Write out everything from the line containing "Could you kindly segment every instance of the ski" down to the line containing "576], [707, 534]]", both of those lines included, and nothing more from the entries below.

Raw records
--------------------------------

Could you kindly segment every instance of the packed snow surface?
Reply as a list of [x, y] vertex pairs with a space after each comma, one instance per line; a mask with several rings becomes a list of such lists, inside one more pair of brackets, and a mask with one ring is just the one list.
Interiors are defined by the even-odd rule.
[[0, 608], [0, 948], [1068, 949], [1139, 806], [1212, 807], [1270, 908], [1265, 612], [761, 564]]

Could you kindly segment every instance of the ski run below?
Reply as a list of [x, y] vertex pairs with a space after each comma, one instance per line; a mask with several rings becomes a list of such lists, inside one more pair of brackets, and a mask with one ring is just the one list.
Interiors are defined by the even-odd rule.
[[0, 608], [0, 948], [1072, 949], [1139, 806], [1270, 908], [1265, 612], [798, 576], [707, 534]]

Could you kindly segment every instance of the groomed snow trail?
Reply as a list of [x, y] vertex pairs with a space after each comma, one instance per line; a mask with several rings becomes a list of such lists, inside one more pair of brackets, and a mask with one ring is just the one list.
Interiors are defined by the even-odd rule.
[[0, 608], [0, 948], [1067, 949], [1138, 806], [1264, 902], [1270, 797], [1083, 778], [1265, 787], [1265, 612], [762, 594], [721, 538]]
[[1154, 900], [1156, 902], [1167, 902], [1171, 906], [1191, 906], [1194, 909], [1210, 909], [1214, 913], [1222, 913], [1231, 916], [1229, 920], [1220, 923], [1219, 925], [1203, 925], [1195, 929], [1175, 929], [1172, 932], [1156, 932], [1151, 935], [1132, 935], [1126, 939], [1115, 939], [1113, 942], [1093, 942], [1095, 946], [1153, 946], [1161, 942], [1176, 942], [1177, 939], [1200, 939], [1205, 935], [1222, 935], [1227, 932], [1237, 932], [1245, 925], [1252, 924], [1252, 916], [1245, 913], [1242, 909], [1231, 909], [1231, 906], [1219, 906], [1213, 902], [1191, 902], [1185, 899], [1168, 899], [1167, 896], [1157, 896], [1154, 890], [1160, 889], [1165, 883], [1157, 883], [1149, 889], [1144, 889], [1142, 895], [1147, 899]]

--------------------------------

The response
Could you kindly segment every instance of the ski run below?
Reply as a list of [x, y] vertex pairs with a space after each comma, one instance per line; a mask with several rings becomes a list of such lists, inside one more pair of brackets, and a mask with one ring is just the one list.
Interiors are defined by the even-odd rule.
[[0, 608], [0, 948], [1072, 949], [1139, 806], [1270, 908], [1265, 612], [798, 576], [707, 534]]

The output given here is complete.